> _Problem statement_:
Rewrite the entries below, replacing each occurrence of "Target" with "Label" and leaving everything else unchanged.

> _Supplied information_:
<<<<

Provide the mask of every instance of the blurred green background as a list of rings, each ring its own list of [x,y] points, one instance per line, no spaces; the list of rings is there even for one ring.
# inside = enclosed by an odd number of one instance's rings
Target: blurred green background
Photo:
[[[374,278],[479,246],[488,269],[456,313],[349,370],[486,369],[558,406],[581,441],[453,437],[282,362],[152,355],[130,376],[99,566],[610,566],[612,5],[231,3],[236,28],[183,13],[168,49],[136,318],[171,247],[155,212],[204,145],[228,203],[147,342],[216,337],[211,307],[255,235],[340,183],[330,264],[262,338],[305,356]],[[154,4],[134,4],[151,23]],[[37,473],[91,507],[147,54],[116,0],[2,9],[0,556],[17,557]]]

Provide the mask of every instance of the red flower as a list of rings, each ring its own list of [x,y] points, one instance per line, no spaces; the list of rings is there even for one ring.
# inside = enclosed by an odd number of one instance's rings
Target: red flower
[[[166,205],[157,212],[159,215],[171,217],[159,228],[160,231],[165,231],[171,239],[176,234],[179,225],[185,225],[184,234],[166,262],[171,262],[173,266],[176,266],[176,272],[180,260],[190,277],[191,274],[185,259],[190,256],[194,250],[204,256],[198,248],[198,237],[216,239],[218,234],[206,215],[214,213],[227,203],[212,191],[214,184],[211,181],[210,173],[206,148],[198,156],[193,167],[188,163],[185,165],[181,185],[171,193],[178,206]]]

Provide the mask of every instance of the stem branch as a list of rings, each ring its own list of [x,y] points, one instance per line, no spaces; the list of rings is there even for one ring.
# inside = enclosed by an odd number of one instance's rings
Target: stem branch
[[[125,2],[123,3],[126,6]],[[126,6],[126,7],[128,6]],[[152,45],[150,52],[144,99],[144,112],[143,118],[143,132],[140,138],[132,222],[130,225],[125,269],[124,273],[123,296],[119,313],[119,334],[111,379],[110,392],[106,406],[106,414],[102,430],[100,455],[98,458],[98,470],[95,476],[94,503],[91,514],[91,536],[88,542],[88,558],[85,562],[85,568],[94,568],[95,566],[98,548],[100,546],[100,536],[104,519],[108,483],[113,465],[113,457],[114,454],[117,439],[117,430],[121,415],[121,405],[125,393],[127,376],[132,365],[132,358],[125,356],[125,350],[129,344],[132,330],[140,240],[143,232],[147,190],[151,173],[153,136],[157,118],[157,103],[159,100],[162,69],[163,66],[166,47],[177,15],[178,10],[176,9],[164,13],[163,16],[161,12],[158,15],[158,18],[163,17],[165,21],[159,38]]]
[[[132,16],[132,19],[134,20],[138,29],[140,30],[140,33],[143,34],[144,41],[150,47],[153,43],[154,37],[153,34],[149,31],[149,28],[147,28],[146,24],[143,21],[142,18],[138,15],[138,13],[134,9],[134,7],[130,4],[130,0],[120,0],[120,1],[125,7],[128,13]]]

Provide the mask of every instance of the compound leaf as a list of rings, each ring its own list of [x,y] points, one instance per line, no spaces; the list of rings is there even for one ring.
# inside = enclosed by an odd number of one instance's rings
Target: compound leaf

>>>>

> _Solution to this task_:
Provide the mask of every instance of the blurred green background as a list of rings, each ring its own list of [x,y] points, one instance per line, no spaces; the list of rings is there even for one ring.
# inside = enclosed by an odd number of one instance's rings
Label: blurred green background
Photo:
[[[374,278],[479,246],[488,269],[456,313],[349,370],[486,369],[558,406],[581,441],[453,437],[282,362],[152,355],[130,376],[99,566],[610,566],[612,5],[231,3],[236,28],[183,13],[168,49],[136,318],[171,247],[155,212],[204,145],[228,203],[147,342],[216,337],[211,307],[255,235],[340,183],[330,264],[262,338],[305,356]],[[154,4],[134,4],[151,23]],[[37,473],[91,507],[147,54],[116,0],[2,9],[0,556],[17,557]]]

Provide the mask of every instance of the red flower as a list of rings, each ring its own list of [x,y] points, one instance per line, no spaces; the list of rings is there even for one ring.
# inside = enclosed by an odd number of one instance's rings
Label: red flower
[[[166,205],[157,212],[159,215],[171,217],[159,228],[160,231],[165,231],[171,239],[176,234],[179,225],[185,225],[184,234],[166,262],[171,262],[173,266],[176,266],[176,272],[180,260],[190,277],[191,274],[185,259],[190,256],[194,250],[204,256],[198,248],[198,237],[216,239],[218,234],[206,215],[214,213],[227,203],[212,191],[214,184],[211,181],[210,173],[206,148],[198,156],[193,167],[188,163],[185,165],[181,185],[171,193],[178,206]]]

Provide the mask of every instance of the stem branch as a list of rings, each ring its own list of [x,y] points, one instance per line, no spaces; the list of rings is there even for one ring.
# inside = enclosed by an odd number of one instance's rings
Label: stem branch
[[[125,2],[123,3],[126,6]],[[126,6],[126,7],[128,6]],[[152,45],[150,52],[144,99],[144,112],[143,118],[143,132],[140,138],[132,222],[130,225],[125,269],[124,273],[123,296],[119,313],[119,334],[111,379],[110,392],[106,406],[106,414],[102,430],[100,455],[98,458],[98,470],[95,476],[94,503],[91,514],[91,536],[88,542],[88,558],[85,562],[85,568],[94,568],[95,566],[98,548],[100,546],[100,536],[104,519],[108,483],[113,465],[113,457],[114,454],[117,439],[117,430],[121,415],[121,405],[125,393],[127,376],[132,365],[132,358],[125,356],[125,350],[129,344],[132,330],[140,240],[143,232],[147,190],[151,173],[153,136],[157,118],[157,103],[159,100],[162,69],[163,66],[166,47],[177,15],[178,10],[176,9],[164,13],[163,16],[161,12],[158,15],[158,18],[163,17],[165,21],[159,38]]]
[[[132,16],[132,19],[134,20],[138,29],[140,30],[140,33],[143,34],[144,41],[150,47],[153,43],[154,37],[153,34],[149,31],[149,28],[147,28],[146,24],[143,21],[142,18],[138,15],[138,13],[134,9],[134,7],[130,4],[130,0],[120,0],[120,1],[125,7],[128,13]]]

Provide the mask of every instance of the compound leaf as a list of rings, each ring its own list of [x,y] points, one instance per line, no spaces; the list of rings is there even for one ring.
# inside = enclosed by an odd number of one instance's rings
Label: compound leaf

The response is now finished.